[Challenges]:
**a)** In the post on following your heart, what does the Hebrew word translated "utterance" usually refer to?
**b)** Summarize the post on following your heart in two sentences.
**c)** Write the next part of the post on following your heart, picking up after its final sentence.
Begin Source passage
Posts Tagged: Proverbs 4:23

“Follow Your Heart? Well, maybe!”

You have no doubt heard the advice to “follow your heart.” It is good counsel, except when it isn’t. Let me explain.

Some of us, at many times and in many ways, do need to follow our hearts. We have a feeling, a hunch, an intuition, or a dream in our hearts. We need to go with that! Self-doubt may masquerade as humility, but such doubt is not always the best guide.

However, a lot depends on what sort of heart you have, as well as what your heart is telling you at any given moment. Sometimes, I’ve followed my own heart, and caused a great deal of harm to myself and others. Maybe I’m unique in this regard, but I seriously doubt it.

Psalm 36 warns about the danger of following our hearts when they are not in the right place. At least, that is the way I would take the psalm. However, there is a problem in translating verse 1.

Here’s the deal. A literal rendering of verse 1 (verse 2 in Hebrew) would go something like this: “An utterance of rebellion to the wicked in his heart.” There are many problems with translating this verse, and I won’t go into them all here. Both you and your guide could easily get lost, never to be found.

Because it is such a strange and difficult verse, many modern translators try to smooth it out, but to my own way of thinking it seems to be best translated as I have done above. Several things should be noted.

First, the word that I’ve translated “utterance” is a Hebrew word that usually refers to an authoritative speech. Usually, such authoritative speech is said to come from God or a prophet. But, if I am properly interpreting the word in its context in Psalm 36, it means that the wicked person has an authoritative utterance of transgression (or rebellion) emanating from his very heart. An oracle has taken up residence in his very heart. Unfortunately this “authoritative word” is all about rebellion!
End Source passage
Begin Dataset records
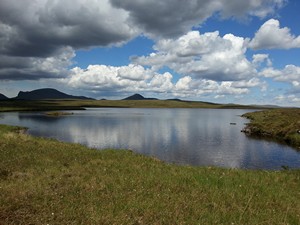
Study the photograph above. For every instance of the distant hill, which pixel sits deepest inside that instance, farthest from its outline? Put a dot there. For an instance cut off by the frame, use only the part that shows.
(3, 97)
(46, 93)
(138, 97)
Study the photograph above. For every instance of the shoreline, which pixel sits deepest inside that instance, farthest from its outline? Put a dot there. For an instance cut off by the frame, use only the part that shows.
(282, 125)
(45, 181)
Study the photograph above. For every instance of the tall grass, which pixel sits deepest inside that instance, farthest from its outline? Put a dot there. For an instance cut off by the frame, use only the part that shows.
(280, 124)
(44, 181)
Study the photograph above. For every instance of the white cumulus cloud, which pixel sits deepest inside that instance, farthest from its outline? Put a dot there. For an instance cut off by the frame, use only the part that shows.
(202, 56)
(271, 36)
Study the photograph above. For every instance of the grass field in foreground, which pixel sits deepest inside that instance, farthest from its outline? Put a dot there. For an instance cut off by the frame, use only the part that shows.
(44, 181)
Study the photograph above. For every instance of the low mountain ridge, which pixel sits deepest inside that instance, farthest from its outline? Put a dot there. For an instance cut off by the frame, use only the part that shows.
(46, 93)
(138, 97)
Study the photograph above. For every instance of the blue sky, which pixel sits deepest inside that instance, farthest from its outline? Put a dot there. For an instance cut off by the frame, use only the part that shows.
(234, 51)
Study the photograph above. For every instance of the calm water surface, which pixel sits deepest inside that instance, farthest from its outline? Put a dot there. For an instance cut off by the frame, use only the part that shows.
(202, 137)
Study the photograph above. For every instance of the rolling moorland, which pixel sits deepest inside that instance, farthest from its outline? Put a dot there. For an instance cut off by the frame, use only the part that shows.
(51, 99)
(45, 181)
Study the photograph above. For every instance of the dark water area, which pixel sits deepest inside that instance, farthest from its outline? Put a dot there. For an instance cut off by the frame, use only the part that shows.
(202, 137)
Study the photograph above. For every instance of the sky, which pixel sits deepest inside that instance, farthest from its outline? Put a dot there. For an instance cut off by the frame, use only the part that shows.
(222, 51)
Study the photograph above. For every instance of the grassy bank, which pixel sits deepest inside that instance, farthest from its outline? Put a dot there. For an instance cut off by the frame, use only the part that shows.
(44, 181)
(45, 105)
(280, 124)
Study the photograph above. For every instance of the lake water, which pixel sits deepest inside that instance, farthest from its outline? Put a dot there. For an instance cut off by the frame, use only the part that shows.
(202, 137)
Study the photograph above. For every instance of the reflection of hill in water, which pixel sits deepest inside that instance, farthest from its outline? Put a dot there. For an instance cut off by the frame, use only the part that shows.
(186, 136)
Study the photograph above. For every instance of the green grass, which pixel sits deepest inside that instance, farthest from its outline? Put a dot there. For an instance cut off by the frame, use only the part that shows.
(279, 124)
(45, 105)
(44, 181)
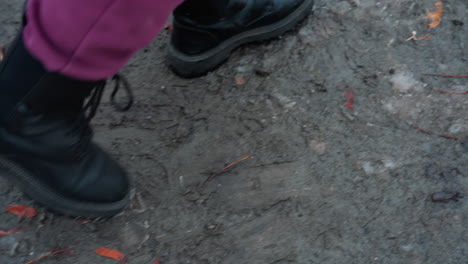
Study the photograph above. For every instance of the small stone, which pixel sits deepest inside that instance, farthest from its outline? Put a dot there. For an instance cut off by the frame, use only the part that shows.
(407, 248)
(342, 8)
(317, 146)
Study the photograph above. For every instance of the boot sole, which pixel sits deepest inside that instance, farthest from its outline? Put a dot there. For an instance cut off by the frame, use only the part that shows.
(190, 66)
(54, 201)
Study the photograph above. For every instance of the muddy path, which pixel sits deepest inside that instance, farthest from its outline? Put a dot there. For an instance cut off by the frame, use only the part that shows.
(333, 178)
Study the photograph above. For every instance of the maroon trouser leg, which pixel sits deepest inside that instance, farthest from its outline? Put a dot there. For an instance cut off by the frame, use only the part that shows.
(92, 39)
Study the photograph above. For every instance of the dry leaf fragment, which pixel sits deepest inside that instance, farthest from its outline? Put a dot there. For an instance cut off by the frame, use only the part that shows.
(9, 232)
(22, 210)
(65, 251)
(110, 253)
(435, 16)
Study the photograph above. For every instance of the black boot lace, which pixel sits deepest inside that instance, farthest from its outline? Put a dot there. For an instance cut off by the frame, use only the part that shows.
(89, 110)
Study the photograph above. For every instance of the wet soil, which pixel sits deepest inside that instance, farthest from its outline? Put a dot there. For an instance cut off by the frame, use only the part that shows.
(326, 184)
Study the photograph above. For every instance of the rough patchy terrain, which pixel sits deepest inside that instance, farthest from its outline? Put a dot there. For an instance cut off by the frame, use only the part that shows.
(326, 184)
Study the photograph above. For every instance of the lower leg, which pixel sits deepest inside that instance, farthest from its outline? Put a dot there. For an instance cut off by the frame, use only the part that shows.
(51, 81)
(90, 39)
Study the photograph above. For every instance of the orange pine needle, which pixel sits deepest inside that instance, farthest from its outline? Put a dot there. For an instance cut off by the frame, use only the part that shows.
End Dataset records
[Responses per task]:
**a)** It usually refers to an authoritative speech.

**b)** The post calls "follow your heart" good advice at times, because a hunch or dream can be worth acting on, but says much depends on what sort of heart a person has and what it is saying. Turning to Psalm 36, the writer renders its difficult first verse as "An utterance of rebellion to the wicked in his heart" and reads it to mean that an authoritative word of rebellion comes from the wicked person's own heart.

**c)**
Whoa! (Or should I say, “Woe!”)

To say that a person has an oracle of rebellion, an authoritatively wicked utterance set up in his heart, is a chilling reminder of how wicked the heart can be. And, of course, such wickedness in the heart has consequences in the outward life. Thus, the wicked person—presumably following the oracle of his heart—goes off the rails. Shoot! He doesn’t even believe that there are any rails! So, Psalm 36 continues as follows:

“Psa. 36:1b      there is no fear of God

                        before his eyes.

Psa. 36:2         For he flatters himself in his own eyes

                        that his iniquity cannot be found out and hated.

Psa. 36:3         The words of his mouth are trouble and deceit;

                        he has ceased to act wisely and do good.

Psa. 36:4         He plots trouble while on his bed;

                        he sets himself in a way that is not good;

                        he does not reject evil.”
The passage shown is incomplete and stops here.